▶ _What you are asked to do_
All of the data must be returned word for word.

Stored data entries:
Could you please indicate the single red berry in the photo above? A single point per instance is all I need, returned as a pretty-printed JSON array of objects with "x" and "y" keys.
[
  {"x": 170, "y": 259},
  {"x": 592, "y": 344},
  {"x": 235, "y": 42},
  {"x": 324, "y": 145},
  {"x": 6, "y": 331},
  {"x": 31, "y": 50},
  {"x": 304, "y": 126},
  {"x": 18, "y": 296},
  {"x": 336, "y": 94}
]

▶ _Solution for this problem_
Could you please indicate the single red berry in the photo above? A single point per instance is all I need, returned as a pretty-printed JSON array of objects with "x" and "y" keys.
[
  {"x": 170, "y": 259},
  {"x": 592, "y": 344},
  {"x": 235, "y": 42},
  {"x": 324, "y": 145},
  {"x": 6, "y": 331},
  {"x": 31, "y": 50},
  {"x": 304, "y": 126},
  {"x": 18, "y": 296},
  {"x": 336, "y": 94}
]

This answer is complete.